• **Extracted material**
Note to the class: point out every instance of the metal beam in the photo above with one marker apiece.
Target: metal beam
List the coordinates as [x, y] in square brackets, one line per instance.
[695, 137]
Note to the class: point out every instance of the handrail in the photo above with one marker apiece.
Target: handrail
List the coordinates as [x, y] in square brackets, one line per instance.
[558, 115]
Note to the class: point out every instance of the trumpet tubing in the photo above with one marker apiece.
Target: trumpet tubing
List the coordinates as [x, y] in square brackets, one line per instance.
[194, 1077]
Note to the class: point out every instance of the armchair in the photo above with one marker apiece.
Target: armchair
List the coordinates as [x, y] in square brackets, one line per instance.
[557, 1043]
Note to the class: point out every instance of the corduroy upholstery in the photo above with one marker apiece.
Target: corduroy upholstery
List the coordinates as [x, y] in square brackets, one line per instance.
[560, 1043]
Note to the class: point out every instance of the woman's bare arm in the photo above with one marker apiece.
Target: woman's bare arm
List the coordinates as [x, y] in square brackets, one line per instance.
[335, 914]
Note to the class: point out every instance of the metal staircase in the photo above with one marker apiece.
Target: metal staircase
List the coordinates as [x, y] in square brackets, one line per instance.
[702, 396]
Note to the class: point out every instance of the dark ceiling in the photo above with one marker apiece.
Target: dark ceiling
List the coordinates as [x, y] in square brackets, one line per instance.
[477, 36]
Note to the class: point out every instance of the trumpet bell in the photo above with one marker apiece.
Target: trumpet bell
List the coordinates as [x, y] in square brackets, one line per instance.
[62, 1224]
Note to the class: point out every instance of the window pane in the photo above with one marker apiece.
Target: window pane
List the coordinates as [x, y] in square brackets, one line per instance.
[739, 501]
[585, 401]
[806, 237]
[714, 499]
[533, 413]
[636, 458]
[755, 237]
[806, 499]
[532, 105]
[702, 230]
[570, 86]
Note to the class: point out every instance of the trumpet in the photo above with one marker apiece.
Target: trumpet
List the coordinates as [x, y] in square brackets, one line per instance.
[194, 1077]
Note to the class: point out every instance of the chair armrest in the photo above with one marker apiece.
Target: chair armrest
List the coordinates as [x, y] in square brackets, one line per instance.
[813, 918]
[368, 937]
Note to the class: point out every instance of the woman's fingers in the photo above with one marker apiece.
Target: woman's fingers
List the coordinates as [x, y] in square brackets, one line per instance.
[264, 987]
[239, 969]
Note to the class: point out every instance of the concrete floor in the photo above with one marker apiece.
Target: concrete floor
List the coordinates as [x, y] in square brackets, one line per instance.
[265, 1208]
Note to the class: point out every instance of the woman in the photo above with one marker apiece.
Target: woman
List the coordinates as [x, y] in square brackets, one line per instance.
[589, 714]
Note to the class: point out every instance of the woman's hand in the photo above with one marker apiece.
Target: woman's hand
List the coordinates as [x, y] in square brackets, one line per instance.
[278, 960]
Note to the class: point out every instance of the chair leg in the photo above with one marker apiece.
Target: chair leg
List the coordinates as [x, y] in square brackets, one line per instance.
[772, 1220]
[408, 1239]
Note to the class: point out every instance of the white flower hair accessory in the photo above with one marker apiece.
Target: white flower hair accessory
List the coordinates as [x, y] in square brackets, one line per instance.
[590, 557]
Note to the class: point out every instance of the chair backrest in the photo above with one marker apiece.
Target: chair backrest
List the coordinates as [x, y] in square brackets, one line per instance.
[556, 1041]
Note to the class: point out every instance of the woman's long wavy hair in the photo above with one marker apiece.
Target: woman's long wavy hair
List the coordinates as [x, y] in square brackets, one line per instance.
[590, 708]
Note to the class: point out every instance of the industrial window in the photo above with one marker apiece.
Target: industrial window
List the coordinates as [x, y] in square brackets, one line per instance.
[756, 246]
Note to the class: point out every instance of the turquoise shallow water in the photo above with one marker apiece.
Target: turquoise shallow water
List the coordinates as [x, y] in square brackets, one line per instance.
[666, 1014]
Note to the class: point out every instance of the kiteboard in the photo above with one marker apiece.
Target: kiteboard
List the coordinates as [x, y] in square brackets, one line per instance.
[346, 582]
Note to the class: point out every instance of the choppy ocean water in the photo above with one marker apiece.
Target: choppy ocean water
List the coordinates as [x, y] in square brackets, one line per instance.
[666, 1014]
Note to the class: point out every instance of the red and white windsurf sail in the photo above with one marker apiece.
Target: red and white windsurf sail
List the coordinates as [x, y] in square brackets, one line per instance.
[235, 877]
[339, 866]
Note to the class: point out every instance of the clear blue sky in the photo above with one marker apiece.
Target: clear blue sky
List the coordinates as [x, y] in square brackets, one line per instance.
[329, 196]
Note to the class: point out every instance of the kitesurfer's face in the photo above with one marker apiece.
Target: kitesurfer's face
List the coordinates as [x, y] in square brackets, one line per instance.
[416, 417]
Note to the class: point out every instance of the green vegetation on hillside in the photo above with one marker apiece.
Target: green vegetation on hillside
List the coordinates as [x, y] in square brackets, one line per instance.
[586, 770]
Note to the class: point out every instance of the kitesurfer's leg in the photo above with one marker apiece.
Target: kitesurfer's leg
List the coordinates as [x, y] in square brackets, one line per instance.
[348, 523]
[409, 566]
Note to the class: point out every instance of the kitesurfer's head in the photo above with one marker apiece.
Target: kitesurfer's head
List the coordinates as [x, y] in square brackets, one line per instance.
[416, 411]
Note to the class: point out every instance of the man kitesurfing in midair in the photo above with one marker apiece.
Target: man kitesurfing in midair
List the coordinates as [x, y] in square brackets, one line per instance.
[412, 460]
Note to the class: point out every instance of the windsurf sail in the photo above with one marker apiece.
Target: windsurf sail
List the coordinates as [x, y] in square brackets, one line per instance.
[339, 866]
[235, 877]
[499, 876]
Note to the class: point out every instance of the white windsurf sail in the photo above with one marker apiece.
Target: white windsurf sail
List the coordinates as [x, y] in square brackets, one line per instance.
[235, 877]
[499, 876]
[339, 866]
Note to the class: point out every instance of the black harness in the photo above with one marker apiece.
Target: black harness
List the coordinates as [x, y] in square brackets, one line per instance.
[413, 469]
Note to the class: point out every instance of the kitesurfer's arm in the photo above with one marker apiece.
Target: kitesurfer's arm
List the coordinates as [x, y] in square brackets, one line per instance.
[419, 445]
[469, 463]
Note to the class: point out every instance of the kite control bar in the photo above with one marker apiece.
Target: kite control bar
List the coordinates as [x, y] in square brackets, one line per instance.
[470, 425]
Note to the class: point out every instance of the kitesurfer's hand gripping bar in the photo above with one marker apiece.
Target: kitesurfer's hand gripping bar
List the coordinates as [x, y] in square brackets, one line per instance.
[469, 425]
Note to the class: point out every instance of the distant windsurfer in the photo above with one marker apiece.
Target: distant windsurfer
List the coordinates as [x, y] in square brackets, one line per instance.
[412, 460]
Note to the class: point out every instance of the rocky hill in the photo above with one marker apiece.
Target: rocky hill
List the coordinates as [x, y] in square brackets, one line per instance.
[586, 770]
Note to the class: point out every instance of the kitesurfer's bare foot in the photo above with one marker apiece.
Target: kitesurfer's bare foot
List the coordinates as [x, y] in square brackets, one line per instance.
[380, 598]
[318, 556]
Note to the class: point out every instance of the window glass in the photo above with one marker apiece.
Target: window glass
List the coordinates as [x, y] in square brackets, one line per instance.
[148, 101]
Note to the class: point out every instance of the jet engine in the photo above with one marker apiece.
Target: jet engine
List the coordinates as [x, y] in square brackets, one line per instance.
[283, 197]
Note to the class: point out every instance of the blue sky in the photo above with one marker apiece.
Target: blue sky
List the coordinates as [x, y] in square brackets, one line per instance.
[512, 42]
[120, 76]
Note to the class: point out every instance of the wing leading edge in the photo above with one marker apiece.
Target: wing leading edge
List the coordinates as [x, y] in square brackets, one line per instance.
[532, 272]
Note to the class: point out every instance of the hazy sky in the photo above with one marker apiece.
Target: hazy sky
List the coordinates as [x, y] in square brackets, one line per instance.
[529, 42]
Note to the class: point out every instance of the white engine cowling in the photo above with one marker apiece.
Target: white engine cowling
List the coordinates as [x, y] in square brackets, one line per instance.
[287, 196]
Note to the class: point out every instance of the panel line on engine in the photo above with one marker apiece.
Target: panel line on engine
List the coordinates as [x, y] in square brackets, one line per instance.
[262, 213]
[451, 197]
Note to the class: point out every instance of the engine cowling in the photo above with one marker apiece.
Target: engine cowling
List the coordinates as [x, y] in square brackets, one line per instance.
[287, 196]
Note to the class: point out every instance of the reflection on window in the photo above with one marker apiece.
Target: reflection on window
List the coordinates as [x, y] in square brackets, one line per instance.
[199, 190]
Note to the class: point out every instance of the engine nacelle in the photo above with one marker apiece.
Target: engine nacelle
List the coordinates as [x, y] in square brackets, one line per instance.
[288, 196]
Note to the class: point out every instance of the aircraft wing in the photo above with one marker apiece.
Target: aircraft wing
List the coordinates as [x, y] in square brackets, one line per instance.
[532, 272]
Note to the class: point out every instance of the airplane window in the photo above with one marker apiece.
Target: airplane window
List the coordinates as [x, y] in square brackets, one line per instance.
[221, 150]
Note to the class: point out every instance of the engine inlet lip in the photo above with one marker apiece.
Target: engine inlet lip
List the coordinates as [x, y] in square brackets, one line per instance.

• **Set task**
Starting at the first line of the items above and ending at the line that contains "[557, 1043]", recast each line as a row of a Markdown table with the columns Index and Entry, leaving out blank lines.

• **Final answer**
| Index | Entry |
|---|---|
| 1 | Note to the class: point out every instance of the metal beam in the photo above with one marker apiece. |
| 2 | Target: metal beam |
| 3 | List the coordinates as [x, y] in square brackets, one line per instance. |
| 4 | [695, 137] |
| 5 | Note to the class: point out every instance of the handrail in the photo above with one marker apiece. |
| 6 | Target: handrail |
| 7 | List the coordinates as [x, y] in square brackets, one line per instance. |
| 8 | [558, 115] |
| 9 | Note to the class: point out every instance of the trumpet tubing in the photo above with one marker apiece. |
| 10 | Target: trumpet tubing |
| 11 | List the coordinates as [x, y] in square brackets, one line per instance. |
| 12 | [194, 1077] |
| 13 | Note to the class: point out every instance of the armchair in the photo above with one marker apiece. |
| 14 | Target: armchair |
| 15 | List the coordinates as [x, y] in square brackets, one line per instance. |
| 16 | [557, 1043] |